(Some records)
◇ ◇ ◇ ◇

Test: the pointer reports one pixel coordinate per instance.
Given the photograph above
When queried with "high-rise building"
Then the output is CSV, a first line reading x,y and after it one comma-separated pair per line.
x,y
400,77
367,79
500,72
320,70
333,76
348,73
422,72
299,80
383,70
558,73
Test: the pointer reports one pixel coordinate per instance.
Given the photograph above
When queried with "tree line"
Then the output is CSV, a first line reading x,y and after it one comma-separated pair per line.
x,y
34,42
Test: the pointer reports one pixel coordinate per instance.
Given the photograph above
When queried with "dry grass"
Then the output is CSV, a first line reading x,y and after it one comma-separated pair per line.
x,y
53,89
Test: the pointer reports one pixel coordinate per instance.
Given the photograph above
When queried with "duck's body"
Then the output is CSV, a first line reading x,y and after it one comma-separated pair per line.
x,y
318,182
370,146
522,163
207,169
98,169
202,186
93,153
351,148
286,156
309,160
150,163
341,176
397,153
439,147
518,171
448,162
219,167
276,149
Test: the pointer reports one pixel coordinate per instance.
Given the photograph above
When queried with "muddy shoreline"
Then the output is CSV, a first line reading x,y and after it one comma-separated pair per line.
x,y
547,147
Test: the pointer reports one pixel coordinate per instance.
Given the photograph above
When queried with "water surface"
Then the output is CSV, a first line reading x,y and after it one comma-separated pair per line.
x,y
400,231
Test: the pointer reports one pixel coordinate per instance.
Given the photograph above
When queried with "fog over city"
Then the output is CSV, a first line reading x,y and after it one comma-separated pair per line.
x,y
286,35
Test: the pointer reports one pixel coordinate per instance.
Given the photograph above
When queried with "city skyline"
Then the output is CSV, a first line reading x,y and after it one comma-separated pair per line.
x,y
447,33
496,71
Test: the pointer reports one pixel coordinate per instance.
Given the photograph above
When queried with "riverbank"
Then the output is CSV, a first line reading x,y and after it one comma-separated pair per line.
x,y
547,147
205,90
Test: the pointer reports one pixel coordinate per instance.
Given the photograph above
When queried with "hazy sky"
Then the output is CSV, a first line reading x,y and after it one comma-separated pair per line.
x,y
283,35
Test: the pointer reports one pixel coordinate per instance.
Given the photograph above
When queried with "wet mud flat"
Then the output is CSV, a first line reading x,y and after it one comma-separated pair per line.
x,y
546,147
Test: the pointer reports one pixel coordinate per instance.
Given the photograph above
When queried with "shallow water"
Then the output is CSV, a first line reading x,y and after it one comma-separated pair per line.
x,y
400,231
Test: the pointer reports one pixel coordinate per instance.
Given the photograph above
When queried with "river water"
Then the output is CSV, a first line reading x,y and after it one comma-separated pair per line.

◇ ◇ ◇ ◇

▶ [Problem details] Give the material above again, word for word.

▶ [Correct response]
Test: the pointer reports one pixel coordinate per instance.
Given the photograph above
When queried with "high-rise building"
Then the output is CSV, a first line reading x,y and after it one comma-separated pair per line.
x,y
400,77
367,79
500,72
320,70
333,76
348,73
422,72
299,80
383,70
558,73
Test: the pointer reports one pixel coordinate per instance.
Given the photograph above
When queried with "tree line"
Then the output is CSV, a first line reading x,y and after it one comma-separated pair per line.
x,y
34,42
Test: the pointer reports one pixel coordinate per instance.
Given the photograph above
When queried with "dry grass"
Then the output is CSV, a first line reading x,y and after it one comma-separated pair per line.
x,y
53,89
Test: the pointer reports one pixel coordinate per instance.
Given the photograph above
When queried with "duck's body"
Then the output is CSV, a first line reading x,y and after it one comma-separated pair per line.
x,y
318,182
370,146
522,163
207,169
98,169
202,186
93,153
351,148
286,156
309,160
150,163
341,176
397,153
439,147
518,171
448,162
219,167
276,149
Test: the pointer reports one pixel coordinate per instance.
Given the photograph above
When queried with "muddy shoreline"
Then the output is CSV, a first line reading x,y and after it one comma-separated pair per line.
x,y
547,147
Test: the pointer reports one pixel coordinate per instance.
Given the photograph above
When queried with "water surface"
Then the output is CSV, a first line reading x,y and after it one comma-separated pair per line.
x,y
400,231
Test: the pointer reports one pixel coordinate per instance.
Given the photograph above
When queried with "fog over city"
Then the output is CSV, a first line reading x,y and after it one comma-separated pair per line.
x,y
286,35
Test: the pointer reports one pixel coordinate per instance.
Given the photograph above
When queried with "city skyline"
Then the output is CSV, a first line reading x,y and after it one comma-separated pair per line.
x,y
447,33
496,71
Test: the pointer reports one pixel coordinate per instance.
Given the photograph above
When queried with "riverbank"
Then the output is CSV, a first line reading x,y and after it one comma-separated pair per line.
x,y
547,147
205,90
Test: the pointer reports one pixel coordinate per instance.
Given the photograph above
When queried with "hazy sky"
Then the output is CSV, a first line reading x,y and after it one comma-separated pair per line.
x,y
283,35
Test: the pointer reports one pixel coordinate per instance.
Given the photograph above
When queried with "wet mud flat"
Then the output is CSV, a first line reading x,y and after it one comma-separated pair per line.
x,y
546,147
Test: the pointer reports one pixel coordinate per instance.
Given the photograph above
When queried with "shallow water"
Then the output is CSV, a first line reading x,y and after it one comma-separated pair per line.
x,y
400,231
Test: the pointer reports one pixel coordinate per instance.
Given the photograph above
When queried with "river water"
Then the output is CSV, a first line reading x,y and after it one comma-separated pair per line.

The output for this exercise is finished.